Goal =
Copy out the lines word for word, starting at the line with "Please tag the red" and ending with the final line, including both ends.

Exercise input =
┄┄┄┄┄┄┄┄┄┄┄┄┄┄┄┄┄┄┄┄

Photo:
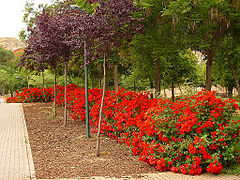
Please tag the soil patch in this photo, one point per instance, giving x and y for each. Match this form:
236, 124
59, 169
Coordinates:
65, 152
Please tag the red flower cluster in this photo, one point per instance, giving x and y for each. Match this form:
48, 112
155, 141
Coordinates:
180, 137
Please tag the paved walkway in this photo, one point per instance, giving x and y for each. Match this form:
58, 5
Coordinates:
16, 159
15, 154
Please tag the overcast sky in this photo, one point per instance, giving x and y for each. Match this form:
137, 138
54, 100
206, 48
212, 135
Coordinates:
11, 16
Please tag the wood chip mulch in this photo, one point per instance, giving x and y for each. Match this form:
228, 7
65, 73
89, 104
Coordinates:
65, 152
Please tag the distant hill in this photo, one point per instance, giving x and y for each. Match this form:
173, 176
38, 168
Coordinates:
11, 43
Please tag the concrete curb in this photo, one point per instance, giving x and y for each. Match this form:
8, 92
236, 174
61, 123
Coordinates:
28, 148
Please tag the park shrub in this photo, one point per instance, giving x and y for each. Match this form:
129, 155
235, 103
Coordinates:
32, 95
190, 136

┄┄┄┄┄┄┄┄┄┄┄┄┄┄┄┄┄┄┄┄

Solution to the exercise =
Please tag the red flower cluster in this photo, one point per instance, giving x and y for each. Match this form:
48, 112
155, 141
Coordinates:
180, 137
Please tag the paved walkway in this photo, one point per instance, giving x and y for each. Match this form:
58, 5
Coordinates:
16, 159
15, 154
Please tag the overcast sky in this photo, one point per instance, giving x and y for each. Match this form:
137, 138
54, 100
206, 48
212, 135
Coordinates:
11, 16
Please tag the wood chip mulch in this photo, one point per instance, giving x and y for each. Match this form:
228, 7
65, 73
89, 104
Coordinates:
65, 152
Please tag the distant hill in this photo, one point per instance, giving x and y for each. Match this form:
173, 176
38, 168
Coordinates:
11, 43
Please tag the concrete curb in this photo, one point per instance, giving x and y for each. Match this form:
8, 92
236, 174
61, 123
Coordinates:
28, 148
Please tag the park shrub in this photo, one point per instance, giving x and y for each. Match this form:
129, 155
235, 103
Coordinates:
32, 95
190, 136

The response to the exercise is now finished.